Entries.
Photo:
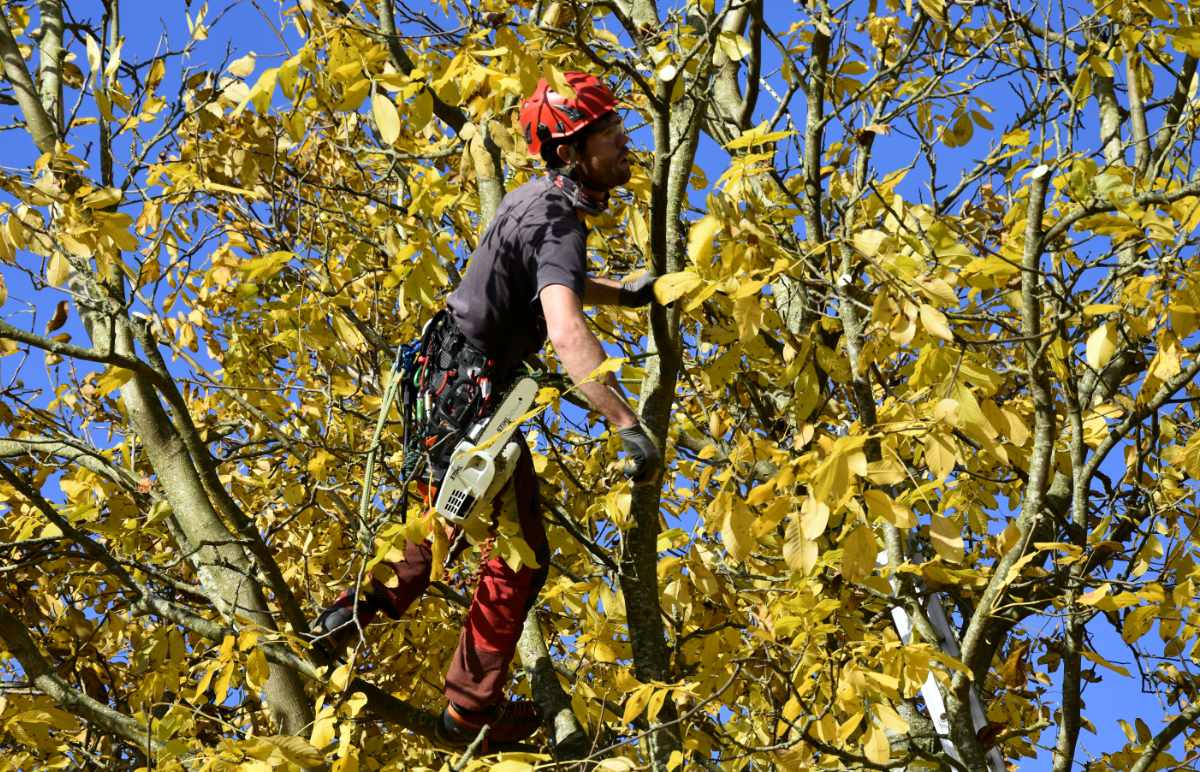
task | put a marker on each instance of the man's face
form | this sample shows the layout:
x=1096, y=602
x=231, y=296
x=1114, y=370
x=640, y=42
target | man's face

==

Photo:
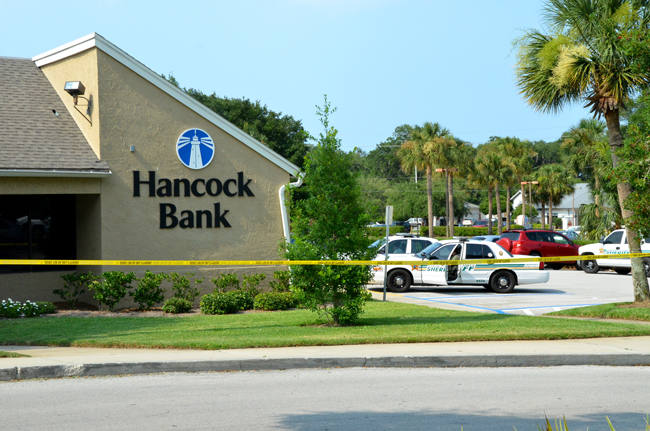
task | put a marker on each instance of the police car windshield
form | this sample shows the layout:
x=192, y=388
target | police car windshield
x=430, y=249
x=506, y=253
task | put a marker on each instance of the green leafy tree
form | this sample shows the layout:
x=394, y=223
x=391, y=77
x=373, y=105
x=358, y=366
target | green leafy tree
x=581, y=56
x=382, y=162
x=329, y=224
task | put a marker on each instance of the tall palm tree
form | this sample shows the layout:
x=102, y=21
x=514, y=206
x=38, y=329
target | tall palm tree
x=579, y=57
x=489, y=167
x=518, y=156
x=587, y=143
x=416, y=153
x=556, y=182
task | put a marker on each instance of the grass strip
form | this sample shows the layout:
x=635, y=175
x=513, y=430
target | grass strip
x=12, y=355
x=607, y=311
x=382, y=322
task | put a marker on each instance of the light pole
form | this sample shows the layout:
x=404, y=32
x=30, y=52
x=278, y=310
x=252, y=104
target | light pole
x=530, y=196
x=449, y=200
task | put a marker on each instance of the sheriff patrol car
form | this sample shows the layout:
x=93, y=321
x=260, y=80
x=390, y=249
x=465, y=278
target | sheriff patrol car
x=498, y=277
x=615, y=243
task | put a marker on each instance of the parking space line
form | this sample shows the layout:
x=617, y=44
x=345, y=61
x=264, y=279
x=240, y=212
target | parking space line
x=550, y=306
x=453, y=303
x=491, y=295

Exercise objective.
Reproduce the entries from the line with "task | put a marker on each instance of the tall" up to and including the line with "x=449, y=200", requests included. Multiply each answer coordinate by 0.35 and round it to a whole number (halves up), leave the requests and their format samples unchanged, and output only those lines.

Written response.
task | put a marker on each instance of the tall palm tree
form | this sample shows the layout:
x=102, y=21
x=514, y=206
x=38, y=329
target | tall palm tree
x=203, y=20
x=171, y=58
x=181, y=55
x=205, y=50
x=146, y=54
x=195, y=64
task | put a marker on each instance of the grass strip
form | this sample shows the layout:
x=635, y=175
x=513, y=430
target | grass strip
x=4, y=124
x=212, y=109
x=134, y=113
task | put a marker on each instance of the light pole
form | this sample shows the layout:
x=404, y=32
x=30, y=52
x=278, y=310
x=252, y=104
target | light pole
x=186, y=69
x=157, y=70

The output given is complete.